Selected text
_ _ _

One Day, One Place: Literary past of Lake District

One Day, One Place: Literary past of Lake District
July 30
20:18 2017


Of the 26 newly designated UNESCO World Heritage Sites, England’s Lake District may have produced the most literature — at least in English. Renowned as an oasis of inspiration for William Wordsworth, Samuel Taylor Coleridge and Beatrix Potter, these days the popular district encompasses a national park, quaint stone villages and a network of boats, buses and steam trains that shuttle around more than a dozen hill-ringed lakes. Here’s one way to spend a day taking a literary look at the Lake District.

— Jeanne Cooper

Morning

Most likely you’ve arrived by train to the pint-size station in Windermere, about an hour and 40 minutes from Manchester via Oxenholme, also served by more distant cities. A pleasant downhill walk or short bus ride of 1.5 miles leads past small shops and cafes, as well as larger, tree-shaded homes and inns, to Bowness-on-Windermere and the World of Beatrix Potter attraction.

The author and illustrator of more than 20 children’s books, most famously “The Tale of Peter Rabbit,” Potter first vacationed near Lake Windermere as a teenager. Later in life, literary success and the first-ever licensed character toys allowed her to purchase 15 local farms, where she bred the region’s distinctive Herdwick sheep.

While true devotees will want to visit Hilltop, her home in Ambleside (and a short bus ride away), the World of Beatrix Potter’s gentle three-dimensional displays and costumed characters are engaging for families with young children. Avid gardeners may want to browse the extensive heritage fruits and vegetables in the Peter Rabbit Garden.

Without Flopsy, Mopsy, Cottontail or Peter to nibble them, some of the produce also ends up in the tea room next door, where “high tea” (with finger sandwiches, scones and cake) costs just $11 at current exchange rates. An early lunch here, or at Bowness’ farm-to-pub Angel Inn (also a cozy hotel), is a smart choice.

Midday

Book a ticket in advance for a cruise on Lake Windermere, England’s largest at more than 10 miles long and, at its widest point, a mile across. A glacial ribbon lake that’s up to 200 feet deep, it includes two basins divided by shallows and small wooded islands known as “holms.”

Windermere Lake Cruises offers several scenic options from Bowness, including the Red Cruise, a 70-minute narrated round trip to Ambleside. Along the way, you can disembark at Brockhole, a rambling summer home built in 1897 and once frequented by Potter. It now hosts the Lake District National Park’s visitor center and 10 acres of formal gardens, with impressive views of the mountains known as Langdale Pikes.

At Waterhead Pier, a free shuttle that looks like an old-fashioned milk wagon takes you a mile inland to Ambleside’s charming jumble of stone and timbered buildings. So will one of the frequent Lake District buses, including open-air double-deckers in season; buy a day pass when you board.

In Ambleside, walk from the Salutation Hotel to Stock Ghyll Force, a 70-foot waterfall that in spring sees a profusion of daffodils worthy of Wordsworth. Follow the main road toward Grasmere to peek into the 17th century Bridge House, a tiny, two-level stone home built over Stock Beck (or creek) as both bridge and apple storehouse.

_ _ _

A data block
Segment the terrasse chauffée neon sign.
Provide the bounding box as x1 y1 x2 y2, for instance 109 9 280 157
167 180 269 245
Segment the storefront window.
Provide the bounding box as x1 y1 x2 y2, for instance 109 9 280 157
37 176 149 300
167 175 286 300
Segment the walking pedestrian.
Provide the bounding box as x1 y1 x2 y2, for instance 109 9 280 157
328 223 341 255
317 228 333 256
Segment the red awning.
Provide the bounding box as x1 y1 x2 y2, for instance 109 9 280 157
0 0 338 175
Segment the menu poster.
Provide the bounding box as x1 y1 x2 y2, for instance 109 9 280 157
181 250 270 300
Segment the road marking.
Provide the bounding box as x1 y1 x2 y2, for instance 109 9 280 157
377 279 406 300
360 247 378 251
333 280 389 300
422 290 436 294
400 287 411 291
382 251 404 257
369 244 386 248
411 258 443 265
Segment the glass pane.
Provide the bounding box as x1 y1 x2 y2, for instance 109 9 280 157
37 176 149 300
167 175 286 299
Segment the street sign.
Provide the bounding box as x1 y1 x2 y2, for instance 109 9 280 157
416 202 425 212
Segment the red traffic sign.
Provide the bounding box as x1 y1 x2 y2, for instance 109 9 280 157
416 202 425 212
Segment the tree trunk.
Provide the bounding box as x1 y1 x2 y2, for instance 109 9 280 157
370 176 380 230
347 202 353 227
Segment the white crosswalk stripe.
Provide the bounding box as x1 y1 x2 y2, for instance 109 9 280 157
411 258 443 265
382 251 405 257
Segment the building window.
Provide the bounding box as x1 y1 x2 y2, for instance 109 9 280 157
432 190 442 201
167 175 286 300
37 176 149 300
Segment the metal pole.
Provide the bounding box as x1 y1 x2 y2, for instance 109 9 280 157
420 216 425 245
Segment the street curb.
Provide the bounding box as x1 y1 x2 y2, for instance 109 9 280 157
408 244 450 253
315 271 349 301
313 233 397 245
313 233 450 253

_ _ _

What to do
#1 List the three people that the Lake District article names as finding inspiration in the region.
#2 Echo the entries word for word, from the line containing "Segment the tree trunk." down to the final line of the entries.
The Lake District article and the entries come from separate sources.

The responses
#1 William Wordsworth, Samuel Taylor Coleridge, Beatrix Potter

#2
Segment the tree trunk.
Provide the bounding box as x1 y1 x2 y2, for instance 109 9 280 157
370 176 380 230
347 202 353 227
Segment the white crosswalk stripe.
Provide the bounding box as x1 y1 x2 y2, for instance 109 9 280 157
411 258 443 265
382 251 405 257
Segment the building window.
Provide the bounding box as x1 y1 x2 y2, for instance 109 9 280 157
432 190 442 201
167 175 286 300
37 176 149 300
Segment the metal pole.
Provide the bounding box as x1 y1 x2 y2, for instance 109 9 280 157
420 216 425 245
Segment the street curb.
Provide the bounding box as x1 y1 x2 y2, for instance 109 9 280 157
408 244 450 253
315 271 349 301
313 233 397 245
313 233 450 253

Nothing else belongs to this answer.